* begin Dataset entries *

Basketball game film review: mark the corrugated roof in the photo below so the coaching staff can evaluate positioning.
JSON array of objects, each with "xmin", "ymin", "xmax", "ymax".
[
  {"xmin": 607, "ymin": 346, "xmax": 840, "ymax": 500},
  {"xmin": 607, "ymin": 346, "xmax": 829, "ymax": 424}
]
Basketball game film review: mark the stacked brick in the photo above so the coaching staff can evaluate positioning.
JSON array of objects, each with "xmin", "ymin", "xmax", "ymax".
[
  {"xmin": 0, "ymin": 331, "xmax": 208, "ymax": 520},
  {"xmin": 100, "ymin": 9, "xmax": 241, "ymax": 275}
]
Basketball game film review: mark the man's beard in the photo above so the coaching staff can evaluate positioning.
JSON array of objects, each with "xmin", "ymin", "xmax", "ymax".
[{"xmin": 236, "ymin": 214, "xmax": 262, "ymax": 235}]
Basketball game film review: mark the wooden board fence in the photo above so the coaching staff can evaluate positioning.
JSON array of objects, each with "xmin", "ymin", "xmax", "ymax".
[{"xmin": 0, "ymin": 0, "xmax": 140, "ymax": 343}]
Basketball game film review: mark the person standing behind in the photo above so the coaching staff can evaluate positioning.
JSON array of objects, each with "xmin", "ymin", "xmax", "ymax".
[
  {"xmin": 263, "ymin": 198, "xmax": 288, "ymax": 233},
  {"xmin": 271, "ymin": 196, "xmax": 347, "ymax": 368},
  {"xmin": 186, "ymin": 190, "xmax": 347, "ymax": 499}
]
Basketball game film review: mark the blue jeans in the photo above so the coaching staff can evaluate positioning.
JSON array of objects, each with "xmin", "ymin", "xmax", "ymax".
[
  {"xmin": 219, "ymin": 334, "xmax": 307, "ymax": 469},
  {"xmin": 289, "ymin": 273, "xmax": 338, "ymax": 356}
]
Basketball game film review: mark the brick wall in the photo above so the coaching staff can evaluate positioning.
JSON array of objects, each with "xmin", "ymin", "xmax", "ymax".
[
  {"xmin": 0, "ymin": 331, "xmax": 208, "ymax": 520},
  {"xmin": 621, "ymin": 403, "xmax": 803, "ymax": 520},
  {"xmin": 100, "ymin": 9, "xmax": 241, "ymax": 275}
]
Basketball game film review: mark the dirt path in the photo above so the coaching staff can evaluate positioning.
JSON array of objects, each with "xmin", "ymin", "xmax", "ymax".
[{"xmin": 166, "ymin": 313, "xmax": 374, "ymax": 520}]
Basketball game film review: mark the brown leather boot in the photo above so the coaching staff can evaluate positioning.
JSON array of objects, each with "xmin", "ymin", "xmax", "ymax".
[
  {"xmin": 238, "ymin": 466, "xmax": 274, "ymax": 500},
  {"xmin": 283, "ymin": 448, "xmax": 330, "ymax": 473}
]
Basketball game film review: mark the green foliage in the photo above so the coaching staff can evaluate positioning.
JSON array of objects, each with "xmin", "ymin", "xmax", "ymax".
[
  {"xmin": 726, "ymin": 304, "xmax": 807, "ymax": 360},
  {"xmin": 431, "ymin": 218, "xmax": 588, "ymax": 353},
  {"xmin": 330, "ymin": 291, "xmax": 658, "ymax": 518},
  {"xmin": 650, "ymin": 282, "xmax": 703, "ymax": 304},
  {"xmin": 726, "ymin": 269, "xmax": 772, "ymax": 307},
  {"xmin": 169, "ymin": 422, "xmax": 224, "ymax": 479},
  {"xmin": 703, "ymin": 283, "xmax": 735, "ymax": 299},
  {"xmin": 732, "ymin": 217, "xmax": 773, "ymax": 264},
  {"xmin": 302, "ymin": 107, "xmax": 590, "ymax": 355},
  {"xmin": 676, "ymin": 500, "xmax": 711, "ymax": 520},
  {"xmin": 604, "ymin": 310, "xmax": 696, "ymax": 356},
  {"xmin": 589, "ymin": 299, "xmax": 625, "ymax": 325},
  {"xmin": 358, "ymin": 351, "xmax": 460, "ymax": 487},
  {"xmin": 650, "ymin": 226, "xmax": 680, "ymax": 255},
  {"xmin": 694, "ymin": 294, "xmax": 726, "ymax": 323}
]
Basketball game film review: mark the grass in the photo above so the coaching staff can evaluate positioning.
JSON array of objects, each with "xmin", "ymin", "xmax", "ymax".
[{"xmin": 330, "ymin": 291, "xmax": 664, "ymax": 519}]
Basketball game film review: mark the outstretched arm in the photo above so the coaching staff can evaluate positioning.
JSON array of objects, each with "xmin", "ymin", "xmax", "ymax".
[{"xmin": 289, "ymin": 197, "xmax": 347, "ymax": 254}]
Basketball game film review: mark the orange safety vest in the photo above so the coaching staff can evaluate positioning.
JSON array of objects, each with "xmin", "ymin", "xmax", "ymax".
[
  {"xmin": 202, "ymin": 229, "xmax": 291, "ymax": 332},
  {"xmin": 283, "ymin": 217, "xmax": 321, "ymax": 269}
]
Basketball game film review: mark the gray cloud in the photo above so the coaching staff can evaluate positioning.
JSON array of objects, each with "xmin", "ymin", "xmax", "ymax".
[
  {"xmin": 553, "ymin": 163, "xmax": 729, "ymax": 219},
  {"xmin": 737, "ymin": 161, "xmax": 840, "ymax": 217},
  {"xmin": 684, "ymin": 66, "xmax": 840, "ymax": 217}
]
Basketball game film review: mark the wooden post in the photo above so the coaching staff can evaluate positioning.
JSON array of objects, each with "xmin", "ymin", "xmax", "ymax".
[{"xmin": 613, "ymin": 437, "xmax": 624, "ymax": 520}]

* end Dataset entries *

Express the entries from the line with "Basketball game film review: mark the wooden post" through the end of the entries as a two-column CSV with the headers entry_text and answer, one row per entry. Wrap each field in double quotes and replace line breaks with spaces.

entry_text,answer
"Basketball game film review: mark the wooden post in the photo above so the coaching staff can evaluate positioning. JSON array of objects, each with ""xmin"", ""ymin"", ""xmax"", ""ymax"".","[{""xmin"": 613, ""ymin"": 437, ""xmax"": 624, ""ymax"": 520}]"